> Exercise requirements: The records are to be restated in their entirety, word for word.

########

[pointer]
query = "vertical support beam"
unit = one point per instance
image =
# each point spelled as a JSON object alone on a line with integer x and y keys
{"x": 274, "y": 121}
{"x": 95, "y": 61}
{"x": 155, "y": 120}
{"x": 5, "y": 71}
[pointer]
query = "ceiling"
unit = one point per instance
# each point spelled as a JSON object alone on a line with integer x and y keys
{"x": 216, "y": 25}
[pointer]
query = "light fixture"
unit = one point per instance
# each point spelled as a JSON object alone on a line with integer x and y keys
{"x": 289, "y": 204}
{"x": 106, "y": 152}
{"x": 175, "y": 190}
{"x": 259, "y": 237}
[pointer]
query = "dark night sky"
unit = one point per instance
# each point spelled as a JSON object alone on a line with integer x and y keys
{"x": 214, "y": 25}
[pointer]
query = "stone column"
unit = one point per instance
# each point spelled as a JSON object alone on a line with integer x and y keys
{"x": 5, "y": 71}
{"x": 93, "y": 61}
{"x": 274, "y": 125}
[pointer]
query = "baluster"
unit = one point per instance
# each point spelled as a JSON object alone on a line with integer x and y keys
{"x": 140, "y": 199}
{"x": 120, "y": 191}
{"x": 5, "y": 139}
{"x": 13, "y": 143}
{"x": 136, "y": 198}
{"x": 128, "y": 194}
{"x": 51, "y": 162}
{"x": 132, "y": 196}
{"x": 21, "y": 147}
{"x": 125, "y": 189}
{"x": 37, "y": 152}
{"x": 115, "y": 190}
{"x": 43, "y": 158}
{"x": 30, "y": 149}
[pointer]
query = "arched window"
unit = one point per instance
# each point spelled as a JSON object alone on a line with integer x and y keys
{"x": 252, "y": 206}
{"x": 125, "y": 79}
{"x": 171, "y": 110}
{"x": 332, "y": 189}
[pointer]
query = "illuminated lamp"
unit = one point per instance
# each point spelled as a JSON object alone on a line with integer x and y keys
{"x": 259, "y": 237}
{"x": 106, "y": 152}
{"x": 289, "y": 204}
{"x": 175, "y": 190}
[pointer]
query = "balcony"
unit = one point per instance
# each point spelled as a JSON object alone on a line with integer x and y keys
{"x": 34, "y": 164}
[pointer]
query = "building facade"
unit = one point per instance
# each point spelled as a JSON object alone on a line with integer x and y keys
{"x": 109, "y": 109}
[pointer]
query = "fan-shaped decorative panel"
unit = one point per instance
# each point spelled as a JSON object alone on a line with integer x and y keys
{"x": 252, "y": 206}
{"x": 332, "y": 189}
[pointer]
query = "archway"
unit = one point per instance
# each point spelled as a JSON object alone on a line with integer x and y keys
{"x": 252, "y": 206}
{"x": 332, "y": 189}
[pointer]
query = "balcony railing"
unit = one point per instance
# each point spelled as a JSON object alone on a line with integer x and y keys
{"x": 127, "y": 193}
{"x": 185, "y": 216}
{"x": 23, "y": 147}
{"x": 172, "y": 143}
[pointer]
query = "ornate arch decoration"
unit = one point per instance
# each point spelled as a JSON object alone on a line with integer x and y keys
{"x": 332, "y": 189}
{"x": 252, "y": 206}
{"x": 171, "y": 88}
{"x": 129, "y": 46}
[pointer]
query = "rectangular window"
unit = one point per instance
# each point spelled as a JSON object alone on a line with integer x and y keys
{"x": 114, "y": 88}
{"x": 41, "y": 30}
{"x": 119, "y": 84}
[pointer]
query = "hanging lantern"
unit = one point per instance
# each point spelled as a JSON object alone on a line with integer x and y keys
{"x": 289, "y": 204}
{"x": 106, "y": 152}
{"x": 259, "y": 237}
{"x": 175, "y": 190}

########

> The solution:
[pointer]
query = "vertical support beam"
unit = one point per instance
image =
# each point spelled as a JSON object alone on a line with integer x and y keys
{"x": 274, "y": 121}
{"x": 95, "y": 61}
{"x": 155, "y": 120}
{"x": 5, "y": 71}
[pointer]
query = "ceiling"
unit = one point per instance
# each point spelled as a JSON object alone on a line with integer x and y keys
{"x": 216, "y": 25}
[pointer]
query = "light fixture"
unit = one point per instance
# each point spelled as a JSON object alone on a line with integer x and y keys
{"x": 289, "y": 204}
{"x": 106, "y": 152}
{"x": 175, "y": 190}
{"x": 259, "y": 237}
[pointer]
query = "dark night sky"
unit = one point per instance
# each point spelled as a JSON object alone on a line with integer x and y keys
{"x": 214, "y": 25}
[pointer]
query = "stone column"
unit = one point per instance
# each point spelled as a JSON object alone on a line with integer x and y keys
{"x": 5, "y": 71}
{"x": 93, "y": 61}
{"x": 274, "y": 125}
[pointer]
query = "baluster"
unit = one point per instance
# each point spelled as a JSON object alone on a line with integer x and y keys
{"x": 140, "y": 199}
{"x": 120, "y": 191}
{"x": 5, "y": 139}
{"x": 13, "y": 143}
{"x": 136, "y": 198}
{"x": 128, "y": 194}
{"x": 51, "y": 162}
{"x": 132, "y": 196}
{"x": 21, "y": 147}
{"x": 125, "y": 189}
{"x": 37, "y": 152}
{"x": 115, "y": 190}
{"x": 43, "y": 158}
{"x": 30, "y": 149}
[pointer]
query = "arched window"
unit = one point per instance
# each point spelled as a JSON object alone on a line with integer x and y keys
{"x": 252, "y": 206}
{"x": 125, "y": 79}
{"x": 171, "y": 110}
{"x": 332, "y": 189}
[pointer]
query = "illuminated lamp"
unit = one point per instance
# each point spelled as a JSON object alone on a line with integer x and y keys
{"x": 259, "y": 237}
{"x": 106, "y": 152}
{"x": 289, "y": 204}
{"x": 175, "y": 190}
[pointer]
query = "balcony"
unit = one point per instance
# each point spelled as a JSON object alone on a line with integer x and y keys
{"x": 34, "y": 164}
[pointer]
query = "building facade"
unit = one point per instance
# each point spelled as a JSON object alone on a line with integer x and y keys
{"x": 109, "y": 109}
[pointer]
query = "fan-shaped decorative panel"
unit = one point per instance
# each point spelled as a JSON object alone on a line with integer x and y keys
{"x": 252, "y": 206}
{"x": 332, "y": 189}
[pointer]
query = "archway"
unit = one point per instance
# each point spelled as a JSON object alone on a line with integer x and y keys
{"x": 252, "y": 206}
{"x": 332, "y": 189}
[pointer]
query = "balcony railing"
unit = one point per instance
# each point spelled as a JSON object alone on a line with integer x and y keys
{"x": 127, "y": 193}
{"x": 185, "y": 216}
{"x": 23, "y": 147}
{"x": 172, "y": 143}
[pointer]
query = "ornate arch decoration"
unit = one point per instance
# each point spelled as a JSON object alone on a line with integer x and y keys
{"x": 332, "y": 189}
{"x": 252, "y": 206}
{"x": 171, "y": 88}
{"x": 129, "y": 46}
[pointer]
query = "rectangular window"
unit = one point per instance
# each point spelled as a JSON object alone on a line with integer x and y keys
{"x": 114, "y": 88}
{"x": 41, "y": 30}
{"x": 119, "y": 84}
[pointer]
query = "hanging lantern"
unit = one point per instance
# each point spelled as a JSON object alone on a line with integer x and y keys
{"x": 289, "y": 204}
{"x": 106, "y": 152}
{"x": 259, "y": 237}
{"x": 175, "y": 190}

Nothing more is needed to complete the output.